Supplied records:
┌──
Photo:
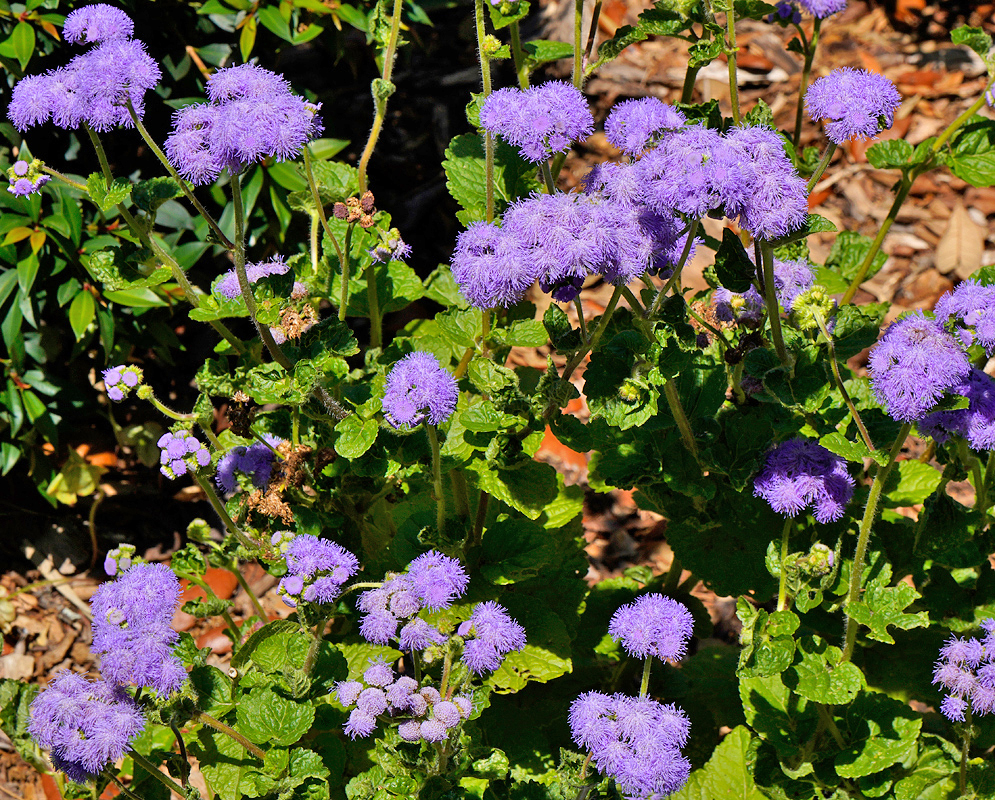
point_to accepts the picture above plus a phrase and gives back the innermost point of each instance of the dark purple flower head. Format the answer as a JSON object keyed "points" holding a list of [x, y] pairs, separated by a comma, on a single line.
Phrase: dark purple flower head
└──
┌──
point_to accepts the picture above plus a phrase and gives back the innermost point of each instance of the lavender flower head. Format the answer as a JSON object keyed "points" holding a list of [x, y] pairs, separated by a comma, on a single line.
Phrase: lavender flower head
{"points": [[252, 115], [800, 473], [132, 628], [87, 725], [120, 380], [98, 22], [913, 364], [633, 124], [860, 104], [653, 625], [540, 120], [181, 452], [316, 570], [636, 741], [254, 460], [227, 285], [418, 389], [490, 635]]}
└──
Goal: Work out how many lines in the rows above contain the word "separated", and reply with the number alone.

Exercise response: 2